[Start]

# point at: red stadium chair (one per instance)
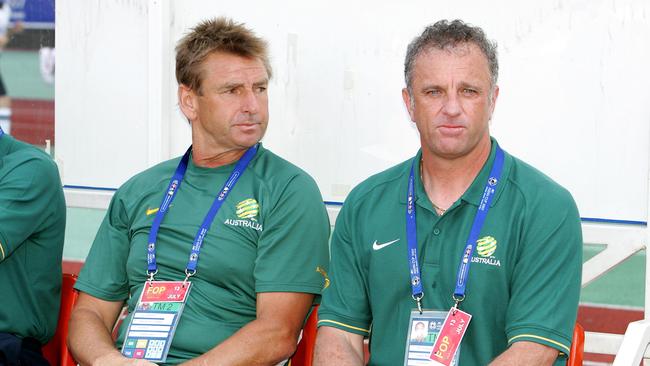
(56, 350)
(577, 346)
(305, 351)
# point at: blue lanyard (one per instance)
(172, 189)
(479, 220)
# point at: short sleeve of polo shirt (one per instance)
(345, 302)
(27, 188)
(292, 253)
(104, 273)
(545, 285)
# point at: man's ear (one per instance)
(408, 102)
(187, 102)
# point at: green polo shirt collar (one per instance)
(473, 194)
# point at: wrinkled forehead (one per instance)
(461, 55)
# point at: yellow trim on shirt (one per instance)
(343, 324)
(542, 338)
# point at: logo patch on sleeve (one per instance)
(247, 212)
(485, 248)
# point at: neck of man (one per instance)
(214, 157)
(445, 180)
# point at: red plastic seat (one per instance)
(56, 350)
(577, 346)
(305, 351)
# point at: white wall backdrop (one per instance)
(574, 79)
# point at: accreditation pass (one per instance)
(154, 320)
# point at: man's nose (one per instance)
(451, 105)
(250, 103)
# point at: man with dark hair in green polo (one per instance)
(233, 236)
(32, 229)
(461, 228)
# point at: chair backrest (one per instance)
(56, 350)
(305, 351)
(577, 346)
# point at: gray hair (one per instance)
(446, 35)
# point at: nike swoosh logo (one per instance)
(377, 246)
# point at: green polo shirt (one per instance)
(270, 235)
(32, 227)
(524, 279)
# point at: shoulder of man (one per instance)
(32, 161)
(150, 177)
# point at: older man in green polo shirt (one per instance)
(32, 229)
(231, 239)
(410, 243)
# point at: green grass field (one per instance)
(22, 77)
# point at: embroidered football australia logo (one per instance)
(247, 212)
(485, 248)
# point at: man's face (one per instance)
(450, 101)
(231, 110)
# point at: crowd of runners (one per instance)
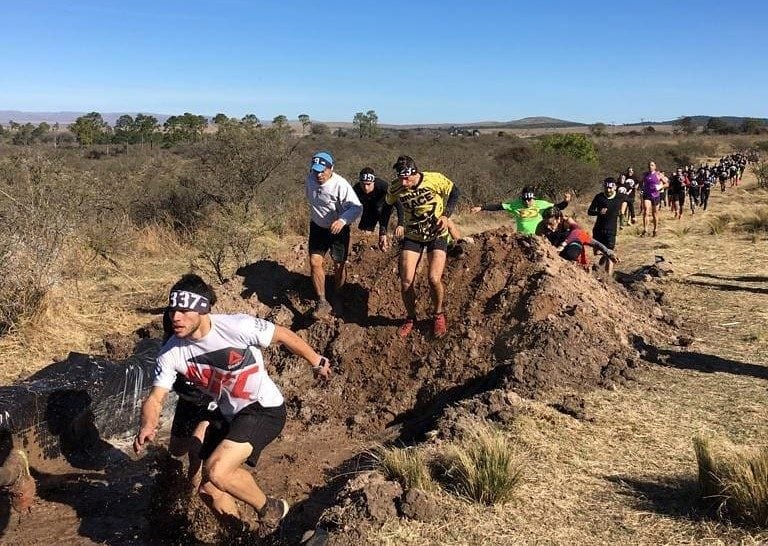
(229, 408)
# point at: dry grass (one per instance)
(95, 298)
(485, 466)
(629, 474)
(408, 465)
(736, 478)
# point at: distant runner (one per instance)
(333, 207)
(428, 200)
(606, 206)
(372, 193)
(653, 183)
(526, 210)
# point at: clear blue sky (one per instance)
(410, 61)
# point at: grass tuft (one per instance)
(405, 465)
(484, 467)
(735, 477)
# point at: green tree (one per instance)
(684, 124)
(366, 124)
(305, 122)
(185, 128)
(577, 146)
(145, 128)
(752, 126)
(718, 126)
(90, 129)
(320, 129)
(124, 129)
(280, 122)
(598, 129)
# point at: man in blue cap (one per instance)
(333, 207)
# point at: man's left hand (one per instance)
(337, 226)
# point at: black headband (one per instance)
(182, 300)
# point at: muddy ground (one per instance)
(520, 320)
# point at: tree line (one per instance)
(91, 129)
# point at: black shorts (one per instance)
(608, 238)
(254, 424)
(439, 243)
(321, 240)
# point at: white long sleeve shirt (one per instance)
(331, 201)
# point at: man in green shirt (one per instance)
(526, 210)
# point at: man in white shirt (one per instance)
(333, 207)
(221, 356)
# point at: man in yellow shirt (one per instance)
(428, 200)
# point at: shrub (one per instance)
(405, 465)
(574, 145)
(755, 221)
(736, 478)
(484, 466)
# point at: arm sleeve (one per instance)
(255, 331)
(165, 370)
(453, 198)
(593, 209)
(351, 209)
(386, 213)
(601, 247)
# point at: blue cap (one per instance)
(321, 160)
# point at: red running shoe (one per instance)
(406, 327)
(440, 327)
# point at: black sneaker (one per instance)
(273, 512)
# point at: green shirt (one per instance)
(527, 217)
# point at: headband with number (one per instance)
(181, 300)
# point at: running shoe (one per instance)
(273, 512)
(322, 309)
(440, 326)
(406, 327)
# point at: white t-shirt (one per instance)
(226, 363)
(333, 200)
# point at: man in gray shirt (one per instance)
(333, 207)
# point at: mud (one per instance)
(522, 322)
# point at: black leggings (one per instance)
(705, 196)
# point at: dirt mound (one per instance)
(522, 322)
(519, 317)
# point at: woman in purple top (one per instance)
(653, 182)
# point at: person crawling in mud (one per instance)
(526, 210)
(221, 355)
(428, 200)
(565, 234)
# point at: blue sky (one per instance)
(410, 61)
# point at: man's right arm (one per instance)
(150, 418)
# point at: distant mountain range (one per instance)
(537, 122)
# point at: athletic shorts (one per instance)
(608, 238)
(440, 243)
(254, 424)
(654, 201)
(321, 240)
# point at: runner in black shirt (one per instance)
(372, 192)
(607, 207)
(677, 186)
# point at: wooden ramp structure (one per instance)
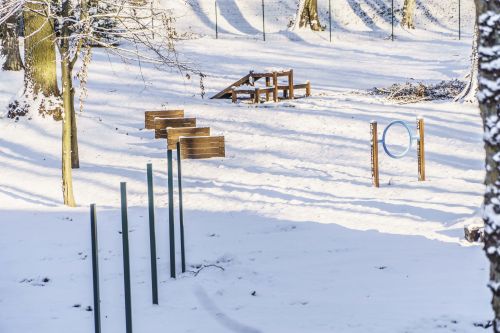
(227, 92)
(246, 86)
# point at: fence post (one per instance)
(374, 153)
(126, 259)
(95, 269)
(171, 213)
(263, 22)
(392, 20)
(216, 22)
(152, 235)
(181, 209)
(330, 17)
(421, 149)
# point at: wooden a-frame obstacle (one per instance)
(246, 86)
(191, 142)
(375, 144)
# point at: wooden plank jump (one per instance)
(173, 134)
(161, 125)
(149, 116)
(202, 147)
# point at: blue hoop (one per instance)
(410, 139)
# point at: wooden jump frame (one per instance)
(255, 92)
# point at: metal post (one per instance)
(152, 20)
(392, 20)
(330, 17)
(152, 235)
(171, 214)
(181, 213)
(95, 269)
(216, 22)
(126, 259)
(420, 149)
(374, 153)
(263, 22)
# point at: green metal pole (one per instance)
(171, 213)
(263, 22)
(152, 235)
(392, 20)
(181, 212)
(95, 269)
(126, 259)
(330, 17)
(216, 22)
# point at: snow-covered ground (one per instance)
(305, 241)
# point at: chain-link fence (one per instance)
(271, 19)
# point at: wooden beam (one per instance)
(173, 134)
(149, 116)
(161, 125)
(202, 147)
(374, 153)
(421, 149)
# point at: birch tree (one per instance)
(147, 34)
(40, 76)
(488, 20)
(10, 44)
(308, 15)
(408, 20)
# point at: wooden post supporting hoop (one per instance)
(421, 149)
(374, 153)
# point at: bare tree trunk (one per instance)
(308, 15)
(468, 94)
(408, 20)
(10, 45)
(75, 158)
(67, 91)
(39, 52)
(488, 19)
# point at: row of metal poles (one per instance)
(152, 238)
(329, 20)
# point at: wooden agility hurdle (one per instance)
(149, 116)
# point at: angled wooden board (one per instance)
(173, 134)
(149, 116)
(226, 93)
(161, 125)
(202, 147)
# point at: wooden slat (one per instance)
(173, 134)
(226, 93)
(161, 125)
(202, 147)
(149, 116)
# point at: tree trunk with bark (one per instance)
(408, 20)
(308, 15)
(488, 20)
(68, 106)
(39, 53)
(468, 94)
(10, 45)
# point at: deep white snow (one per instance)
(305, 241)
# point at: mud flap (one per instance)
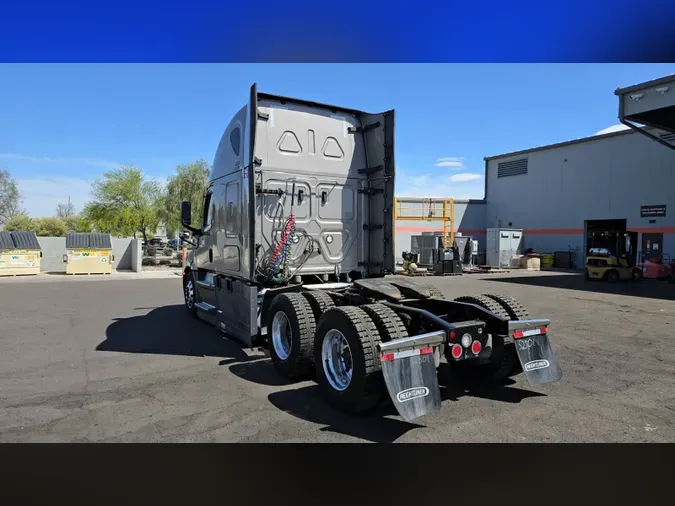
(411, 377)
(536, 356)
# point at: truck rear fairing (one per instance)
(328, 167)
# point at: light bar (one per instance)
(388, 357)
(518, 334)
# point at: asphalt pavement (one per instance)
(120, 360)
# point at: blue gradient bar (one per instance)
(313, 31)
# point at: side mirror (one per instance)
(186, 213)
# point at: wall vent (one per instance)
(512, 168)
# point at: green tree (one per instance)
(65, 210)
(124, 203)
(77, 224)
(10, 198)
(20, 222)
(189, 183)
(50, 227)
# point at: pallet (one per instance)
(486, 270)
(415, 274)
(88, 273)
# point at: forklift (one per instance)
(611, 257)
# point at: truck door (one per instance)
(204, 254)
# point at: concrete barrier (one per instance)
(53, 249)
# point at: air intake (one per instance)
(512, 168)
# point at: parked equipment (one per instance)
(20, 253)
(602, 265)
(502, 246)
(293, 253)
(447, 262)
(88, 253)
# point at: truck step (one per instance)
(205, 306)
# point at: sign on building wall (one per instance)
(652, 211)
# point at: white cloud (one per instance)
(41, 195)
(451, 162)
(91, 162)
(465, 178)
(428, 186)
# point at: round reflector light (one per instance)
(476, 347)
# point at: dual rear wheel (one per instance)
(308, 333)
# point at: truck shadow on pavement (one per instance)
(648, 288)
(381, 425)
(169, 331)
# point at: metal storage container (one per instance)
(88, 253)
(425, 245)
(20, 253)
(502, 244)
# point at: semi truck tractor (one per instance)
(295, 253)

[End]
[Start]

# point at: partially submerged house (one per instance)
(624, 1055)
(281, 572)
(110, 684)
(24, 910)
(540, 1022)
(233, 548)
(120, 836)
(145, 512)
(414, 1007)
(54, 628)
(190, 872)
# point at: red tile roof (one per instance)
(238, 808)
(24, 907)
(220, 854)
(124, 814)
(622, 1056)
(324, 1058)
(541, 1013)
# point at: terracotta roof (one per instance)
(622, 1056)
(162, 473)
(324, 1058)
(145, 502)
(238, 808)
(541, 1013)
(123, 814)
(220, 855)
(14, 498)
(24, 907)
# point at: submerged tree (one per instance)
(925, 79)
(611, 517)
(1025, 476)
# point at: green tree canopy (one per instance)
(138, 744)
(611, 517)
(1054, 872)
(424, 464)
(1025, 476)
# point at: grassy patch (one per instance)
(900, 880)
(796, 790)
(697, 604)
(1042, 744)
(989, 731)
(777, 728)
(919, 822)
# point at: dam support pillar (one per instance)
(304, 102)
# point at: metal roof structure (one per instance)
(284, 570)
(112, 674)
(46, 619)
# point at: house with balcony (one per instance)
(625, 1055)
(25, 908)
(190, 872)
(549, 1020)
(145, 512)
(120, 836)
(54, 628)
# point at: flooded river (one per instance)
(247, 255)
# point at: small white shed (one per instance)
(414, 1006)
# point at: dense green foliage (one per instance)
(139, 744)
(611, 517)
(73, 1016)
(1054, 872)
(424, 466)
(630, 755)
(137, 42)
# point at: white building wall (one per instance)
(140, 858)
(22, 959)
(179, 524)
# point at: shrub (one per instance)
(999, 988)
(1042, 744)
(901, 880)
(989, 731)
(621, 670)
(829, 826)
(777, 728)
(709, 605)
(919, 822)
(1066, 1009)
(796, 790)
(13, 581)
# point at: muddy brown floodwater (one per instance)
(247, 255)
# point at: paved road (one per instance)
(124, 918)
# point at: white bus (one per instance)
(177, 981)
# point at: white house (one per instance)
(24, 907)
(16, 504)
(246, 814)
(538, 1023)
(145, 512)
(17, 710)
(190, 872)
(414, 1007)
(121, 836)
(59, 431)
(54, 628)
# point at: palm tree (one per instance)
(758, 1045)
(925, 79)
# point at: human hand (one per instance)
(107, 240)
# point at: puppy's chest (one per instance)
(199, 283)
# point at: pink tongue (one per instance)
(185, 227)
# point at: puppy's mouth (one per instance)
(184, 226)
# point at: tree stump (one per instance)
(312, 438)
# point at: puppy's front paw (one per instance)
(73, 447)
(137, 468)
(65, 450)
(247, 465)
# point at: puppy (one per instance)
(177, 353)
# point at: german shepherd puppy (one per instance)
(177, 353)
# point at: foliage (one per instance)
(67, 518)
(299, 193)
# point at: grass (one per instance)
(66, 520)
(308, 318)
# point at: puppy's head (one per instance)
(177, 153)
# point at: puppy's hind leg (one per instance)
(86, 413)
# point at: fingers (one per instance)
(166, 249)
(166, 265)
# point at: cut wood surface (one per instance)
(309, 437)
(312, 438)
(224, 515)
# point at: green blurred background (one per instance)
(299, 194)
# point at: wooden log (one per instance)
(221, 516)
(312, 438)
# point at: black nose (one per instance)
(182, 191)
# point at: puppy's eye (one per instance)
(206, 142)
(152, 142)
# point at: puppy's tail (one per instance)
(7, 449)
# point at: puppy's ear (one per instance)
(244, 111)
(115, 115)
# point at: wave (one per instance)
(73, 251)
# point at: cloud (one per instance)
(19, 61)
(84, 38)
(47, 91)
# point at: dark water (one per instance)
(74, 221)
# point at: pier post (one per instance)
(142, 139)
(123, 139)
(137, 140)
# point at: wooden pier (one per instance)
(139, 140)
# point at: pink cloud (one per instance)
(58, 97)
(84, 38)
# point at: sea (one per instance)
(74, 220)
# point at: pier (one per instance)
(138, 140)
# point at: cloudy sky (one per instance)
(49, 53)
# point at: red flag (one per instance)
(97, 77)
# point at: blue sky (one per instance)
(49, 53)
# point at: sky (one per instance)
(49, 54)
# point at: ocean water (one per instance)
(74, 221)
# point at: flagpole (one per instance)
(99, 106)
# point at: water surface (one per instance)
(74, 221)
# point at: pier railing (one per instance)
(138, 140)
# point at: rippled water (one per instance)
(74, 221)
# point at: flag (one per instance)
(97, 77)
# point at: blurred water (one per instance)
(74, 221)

[End]
[Start]

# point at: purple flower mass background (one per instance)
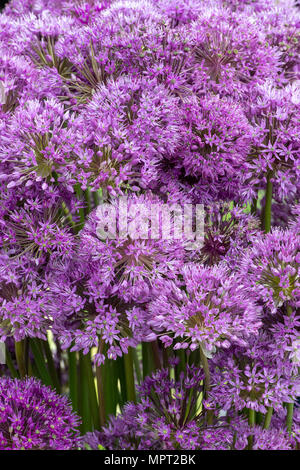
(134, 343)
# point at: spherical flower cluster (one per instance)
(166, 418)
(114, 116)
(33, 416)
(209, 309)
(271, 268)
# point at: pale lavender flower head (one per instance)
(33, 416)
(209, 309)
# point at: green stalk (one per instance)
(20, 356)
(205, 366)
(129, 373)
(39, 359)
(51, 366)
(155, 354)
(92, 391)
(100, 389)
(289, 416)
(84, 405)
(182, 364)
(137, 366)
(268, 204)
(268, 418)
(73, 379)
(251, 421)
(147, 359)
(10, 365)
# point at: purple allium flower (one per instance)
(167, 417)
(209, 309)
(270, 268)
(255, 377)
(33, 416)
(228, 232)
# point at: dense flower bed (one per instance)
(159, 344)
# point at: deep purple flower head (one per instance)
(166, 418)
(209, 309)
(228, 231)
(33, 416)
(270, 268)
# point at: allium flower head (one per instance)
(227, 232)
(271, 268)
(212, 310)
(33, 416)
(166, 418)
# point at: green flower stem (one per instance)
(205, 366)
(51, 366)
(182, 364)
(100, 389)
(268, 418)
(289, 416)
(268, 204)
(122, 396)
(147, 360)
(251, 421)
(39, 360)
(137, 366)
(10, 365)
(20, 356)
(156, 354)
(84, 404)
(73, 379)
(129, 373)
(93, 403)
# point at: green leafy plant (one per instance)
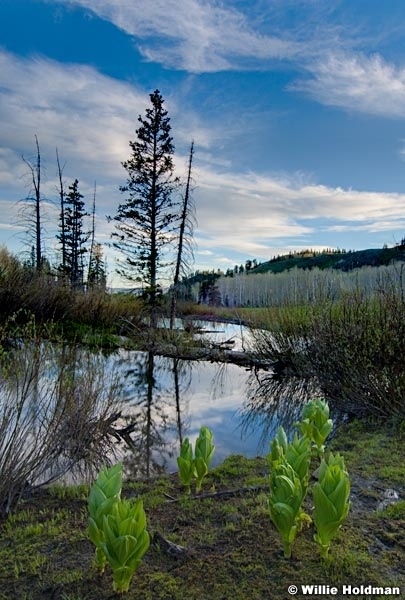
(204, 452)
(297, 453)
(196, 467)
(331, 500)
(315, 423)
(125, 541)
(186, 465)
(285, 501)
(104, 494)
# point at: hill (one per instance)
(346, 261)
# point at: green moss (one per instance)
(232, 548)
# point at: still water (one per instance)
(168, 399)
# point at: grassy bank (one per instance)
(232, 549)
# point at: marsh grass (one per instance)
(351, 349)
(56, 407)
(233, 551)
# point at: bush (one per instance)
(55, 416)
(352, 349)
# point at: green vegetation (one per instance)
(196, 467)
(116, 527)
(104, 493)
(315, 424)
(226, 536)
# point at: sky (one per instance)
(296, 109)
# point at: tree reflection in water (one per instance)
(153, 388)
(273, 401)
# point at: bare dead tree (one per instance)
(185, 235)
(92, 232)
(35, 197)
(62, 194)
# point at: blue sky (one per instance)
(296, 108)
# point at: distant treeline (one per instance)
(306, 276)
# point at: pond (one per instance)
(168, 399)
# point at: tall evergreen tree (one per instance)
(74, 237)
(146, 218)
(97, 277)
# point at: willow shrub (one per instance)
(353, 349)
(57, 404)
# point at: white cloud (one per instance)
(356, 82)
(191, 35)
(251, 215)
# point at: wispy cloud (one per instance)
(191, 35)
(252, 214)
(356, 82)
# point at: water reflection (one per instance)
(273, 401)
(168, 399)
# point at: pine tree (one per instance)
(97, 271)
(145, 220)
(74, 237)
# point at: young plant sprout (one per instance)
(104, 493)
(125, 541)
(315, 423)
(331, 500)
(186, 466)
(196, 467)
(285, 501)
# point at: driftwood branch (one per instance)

[End]

TASK GOAL. Reproduce verbatim the stretch of the listing above from the line containing "# point at: young" through the line containing "# point at: driftwood", including both end lines.

SOLUTION TO THE PROBLEM.
# point at: young plant sprout (one per instance)
(104, 493)
(125, 541)
(315, 423)
(331, 500)
(186, 466)
(196, 467)
(285, 501)
# point at: driftwood branch (one per instance)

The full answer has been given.